本編での主要な登場人物となった村の開発人~村役人の系譜を持つ人びとは、引き続きつぎの時代にもそのすがたをみせている。御門訴事件で倒れた村役人もいたが、村をまとめてきた村役人は、明治という時代をむかえても、そのほとんどが引き続き村を代表する立場に立っていた。『小平市史』近現代編においても彼らのすがたの一端がみられるであろうが、ここでは近世からの連続の側面として、明治初期の村役人のすがたに触れておこう。
村役人の名称は明治五年(一八七二)四月の神奈川県からの布告によって変更となり、庄屋・名主・年寄などはすべて廃止、戸長・副戸長と改称して、これまでの事務や土地人民にかかわる事件をすべて取り扱うことになった。村での対応を示す事例を紹介しよう。
鈴木新田では新しい村役人を選出するにあたり、同年八月、小前百姓によって「村役人人選議定」が作成された。内容は以下の通りであった。御門訴事件によって、それまでの村役人はすべて「廃止」され、あらためて組頭一名・百姓代二名が置かれ、公用村用を勤めてきた。しかしこの人数では用向きが差し支えることもあり、旧県の役人に願ったがかなわず、旧村役人が諸用を手伝っていた。このたび、太政官布告によって村役人の役名が廃止され、名主は戸長に、組頭は副戸長と改称し、人選したうえで願い出るようにとの布令が出された。小前一同が評議し、つぎの通りに決まった。旧名主利左衛門と新規組頭定右衛門の両人を隔年番の戸長とし、旧組頭与五兵衛・織右衛門・龍平・新兵衛・幸七・嘉右衛門、そして旧百姓代七郎右衛門と新規百姓代直右衛門・卯右衛門の九名を年番副戸長とする(深谷家文書)。以上の取り決めからは、近世後期に村役人を勤めていた百姓(家)がそのまま新しい名前の役人として任命されたこと、それが村の意向であったことがわかる。また廻り田新田でも、従来の村役人に引き続き村役人を勤めてもらいたいという内容の証文を、新しい戸長斉藤輔九郎、副戸長山田庄兵衛、年番副戸長浅見四郎左衛門へ提出している(斉藤家文書)。

--------------------------------

実施タスク:
- A) リスト中で文字列「fireplace」を含む行は何行あるか、その数だけを答えよ。
- B) 本文の末尾の文に続けて、その先を書き継げ。
本文とリストは互いに独立した別個の資料である。

--------------------------------

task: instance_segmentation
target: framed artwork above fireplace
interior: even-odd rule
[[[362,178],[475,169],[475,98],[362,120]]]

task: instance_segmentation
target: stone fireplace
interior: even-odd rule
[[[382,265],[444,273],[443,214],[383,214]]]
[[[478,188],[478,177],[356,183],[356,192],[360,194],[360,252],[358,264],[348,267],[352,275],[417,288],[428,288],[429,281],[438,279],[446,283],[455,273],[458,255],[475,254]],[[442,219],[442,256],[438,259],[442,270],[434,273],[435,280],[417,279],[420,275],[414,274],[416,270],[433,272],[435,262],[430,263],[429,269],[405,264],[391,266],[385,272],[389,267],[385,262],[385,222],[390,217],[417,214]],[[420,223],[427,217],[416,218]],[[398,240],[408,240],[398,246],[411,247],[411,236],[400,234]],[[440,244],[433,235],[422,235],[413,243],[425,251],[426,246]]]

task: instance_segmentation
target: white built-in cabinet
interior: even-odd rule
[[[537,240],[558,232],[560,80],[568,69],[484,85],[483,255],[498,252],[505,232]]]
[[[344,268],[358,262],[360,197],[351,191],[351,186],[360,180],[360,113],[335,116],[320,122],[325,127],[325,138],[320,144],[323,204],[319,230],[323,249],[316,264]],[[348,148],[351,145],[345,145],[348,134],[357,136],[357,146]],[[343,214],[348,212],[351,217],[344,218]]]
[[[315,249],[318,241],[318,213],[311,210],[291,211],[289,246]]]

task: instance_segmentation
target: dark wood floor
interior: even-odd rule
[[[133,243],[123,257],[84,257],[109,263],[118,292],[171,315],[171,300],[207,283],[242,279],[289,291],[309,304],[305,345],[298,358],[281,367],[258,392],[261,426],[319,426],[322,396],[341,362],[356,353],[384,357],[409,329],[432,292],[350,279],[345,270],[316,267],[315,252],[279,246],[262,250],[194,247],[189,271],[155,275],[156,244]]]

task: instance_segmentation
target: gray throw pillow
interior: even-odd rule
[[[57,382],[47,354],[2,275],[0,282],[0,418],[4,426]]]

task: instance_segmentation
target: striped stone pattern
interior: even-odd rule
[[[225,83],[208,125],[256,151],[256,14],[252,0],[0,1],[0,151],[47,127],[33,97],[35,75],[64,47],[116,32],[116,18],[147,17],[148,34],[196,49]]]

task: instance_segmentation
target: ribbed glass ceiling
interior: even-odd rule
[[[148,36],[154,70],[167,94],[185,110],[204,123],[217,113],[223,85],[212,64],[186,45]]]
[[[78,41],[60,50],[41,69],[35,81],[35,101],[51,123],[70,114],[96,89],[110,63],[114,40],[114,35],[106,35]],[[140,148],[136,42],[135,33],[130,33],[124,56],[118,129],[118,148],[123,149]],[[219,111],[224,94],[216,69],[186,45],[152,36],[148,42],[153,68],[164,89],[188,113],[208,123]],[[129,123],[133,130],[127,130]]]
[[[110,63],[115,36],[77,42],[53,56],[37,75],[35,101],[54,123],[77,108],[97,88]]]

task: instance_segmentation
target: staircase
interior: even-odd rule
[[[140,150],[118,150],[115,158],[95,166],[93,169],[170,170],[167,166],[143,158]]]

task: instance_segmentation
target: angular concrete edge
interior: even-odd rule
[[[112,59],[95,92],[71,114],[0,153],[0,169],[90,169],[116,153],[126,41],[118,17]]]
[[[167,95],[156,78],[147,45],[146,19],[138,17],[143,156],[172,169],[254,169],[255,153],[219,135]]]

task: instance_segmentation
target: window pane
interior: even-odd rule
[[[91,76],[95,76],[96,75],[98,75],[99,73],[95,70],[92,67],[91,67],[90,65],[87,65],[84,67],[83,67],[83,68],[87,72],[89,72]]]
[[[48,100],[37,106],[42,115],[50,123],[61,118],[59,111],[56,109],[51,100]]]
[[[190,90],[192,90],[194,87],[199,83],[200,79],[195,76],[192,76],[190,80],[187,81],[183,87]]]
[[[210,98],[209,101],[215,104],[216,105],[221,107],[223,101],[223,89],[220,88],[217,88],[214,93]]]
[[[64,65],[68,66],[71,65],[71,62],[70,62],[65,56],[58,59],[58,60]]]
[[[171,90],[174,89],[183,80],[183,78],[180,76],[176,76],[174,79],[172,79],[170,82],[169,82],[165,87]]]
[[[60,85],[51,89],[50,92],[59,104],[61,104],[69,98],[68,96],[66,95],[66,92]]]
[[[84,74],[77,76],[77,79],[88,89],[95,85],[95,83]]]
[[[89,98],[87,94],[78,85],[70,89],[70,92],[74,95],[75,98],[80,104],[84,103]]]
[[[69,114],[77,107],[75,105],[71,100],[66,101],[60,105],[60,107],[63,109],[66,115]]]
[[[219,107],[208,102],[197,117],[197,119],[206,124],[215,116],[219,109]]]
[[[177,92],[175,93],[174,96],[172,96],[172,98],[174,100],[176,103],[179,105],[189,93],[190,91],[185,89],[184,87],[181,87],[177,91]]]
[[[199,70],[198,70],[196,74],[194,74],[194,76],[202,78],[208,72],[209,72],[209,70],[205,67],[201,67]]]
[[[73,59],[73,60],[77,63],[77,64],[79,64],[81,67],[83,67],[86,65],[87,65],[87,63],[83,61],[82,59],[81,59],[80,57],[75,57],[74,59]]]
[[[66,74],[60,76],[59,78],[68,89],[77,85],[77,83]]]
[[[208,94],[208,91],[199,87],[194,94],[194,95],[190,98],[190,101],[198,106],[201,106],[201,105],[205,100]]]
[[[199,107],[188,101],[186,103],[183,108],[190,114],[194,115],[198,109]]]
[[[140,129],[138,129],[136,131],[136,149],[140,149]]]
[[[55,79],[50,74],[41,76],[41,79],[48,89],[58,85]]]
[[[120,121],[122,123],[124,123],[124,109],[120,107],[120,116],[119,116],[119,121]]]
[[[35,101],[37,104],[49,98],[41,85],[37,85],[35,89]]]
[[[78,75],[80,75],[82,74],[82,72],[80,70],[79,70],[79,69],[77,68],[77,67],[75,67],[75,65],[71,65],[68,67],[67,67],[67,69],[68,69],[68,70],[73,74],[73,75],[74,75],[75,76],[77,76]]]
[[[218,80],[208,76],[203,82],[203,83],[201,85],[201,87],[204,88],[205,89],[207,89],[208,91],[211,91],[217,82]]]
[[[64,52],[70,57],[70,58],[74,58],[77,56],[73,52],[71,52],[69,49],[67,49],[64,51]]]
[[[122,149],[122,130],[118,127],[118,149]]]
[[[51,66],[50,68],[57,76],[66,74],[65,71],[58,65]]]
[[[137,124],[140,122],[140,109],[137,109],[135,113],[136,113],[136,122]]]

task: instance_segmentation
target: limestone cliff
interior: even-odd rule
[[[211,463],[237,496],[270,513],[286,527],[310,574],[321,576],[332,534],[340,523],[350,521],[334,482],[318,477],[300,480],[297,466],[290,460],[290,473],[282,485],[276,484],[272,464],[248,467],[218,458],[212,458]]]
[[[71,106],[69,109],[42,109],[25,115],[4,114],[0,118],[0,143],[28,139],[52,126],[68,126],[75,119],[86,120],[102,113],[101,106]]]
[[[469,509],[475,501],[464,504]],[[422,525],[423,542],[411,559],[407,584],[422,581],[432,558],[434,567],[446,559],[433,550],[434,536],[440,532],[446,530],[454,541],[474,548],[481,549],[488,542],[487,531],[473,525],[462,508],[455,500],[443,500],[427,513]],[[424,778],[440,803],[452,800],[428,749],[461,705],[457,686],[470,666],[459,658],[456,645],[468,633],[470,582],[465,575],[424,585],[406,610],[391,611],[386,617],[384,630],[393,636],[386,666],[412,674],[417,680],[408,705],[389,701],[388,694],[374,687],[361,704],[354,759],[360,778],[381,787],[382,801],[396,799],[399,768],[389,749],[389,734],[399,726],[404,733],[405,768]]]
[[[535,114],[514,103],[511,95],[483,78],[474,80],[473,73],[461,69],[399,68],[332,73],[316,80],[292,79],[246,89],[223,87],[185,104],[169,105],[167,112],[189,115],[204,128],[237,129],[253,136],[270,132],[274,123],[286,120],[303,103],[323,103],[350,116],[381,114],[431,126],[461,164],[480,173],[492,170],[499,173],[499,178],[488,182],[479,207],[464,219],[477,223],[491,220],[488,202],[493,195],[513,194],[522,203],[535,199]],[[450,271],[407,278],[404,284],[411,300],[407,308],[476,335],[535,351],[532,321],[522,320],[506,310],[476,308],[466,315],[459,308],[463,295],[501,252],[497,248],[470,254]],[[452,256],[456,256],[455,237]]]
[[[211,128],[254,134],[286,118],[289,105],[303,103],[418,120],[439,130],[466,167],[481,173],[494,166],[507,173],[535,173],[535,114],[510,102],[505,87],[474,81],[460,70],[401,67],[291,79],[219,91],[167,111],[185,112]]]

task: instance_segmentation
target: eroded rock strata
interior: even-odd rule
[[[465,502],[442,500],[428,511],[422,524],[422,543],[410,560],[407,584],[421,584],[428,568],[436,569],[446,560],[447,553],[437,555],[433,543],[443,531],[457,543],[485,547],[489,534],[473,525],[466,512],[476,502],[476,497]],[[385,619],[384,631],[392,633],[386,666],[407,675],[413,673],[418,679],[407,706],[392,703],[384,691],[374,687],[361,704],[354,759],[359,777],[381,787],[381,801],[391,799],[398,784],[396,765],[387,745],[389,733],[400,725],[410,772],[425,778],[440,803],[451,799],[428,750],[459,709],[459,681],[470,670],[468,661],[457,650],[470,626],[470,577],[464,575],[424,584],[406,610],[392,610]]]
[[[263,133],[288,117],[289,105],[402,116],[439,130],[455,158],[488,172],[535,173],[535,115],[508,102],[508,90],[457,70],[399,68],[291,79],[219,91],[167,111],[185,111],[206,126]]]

--------------------------------

最終回答:
- A) 2

- B)
同年に作成された「村役人改称外取調伺書」には、廻り田新田のほか、小川村・小川新田の村役人についても記されている(史料集一八、一三一頁)。小川村は、元名主の小川弥次郎が戸長に、元組頭の弥右衛門・金左衛門・半蔵・茂十郎・佐十郎・清五郎・勇次郎・関太郎が副戸長に改称した。小川新田も元名主で元副戸長の小川弥一郎が戸長となり、元組頭の源左衛門・八左衛門・喜右衛門が副戸長となった。近世における村役人が戸長・副戸長・村用掛となっている。彼らには引き続き村を代表し、まとめることが求められていたのであろう。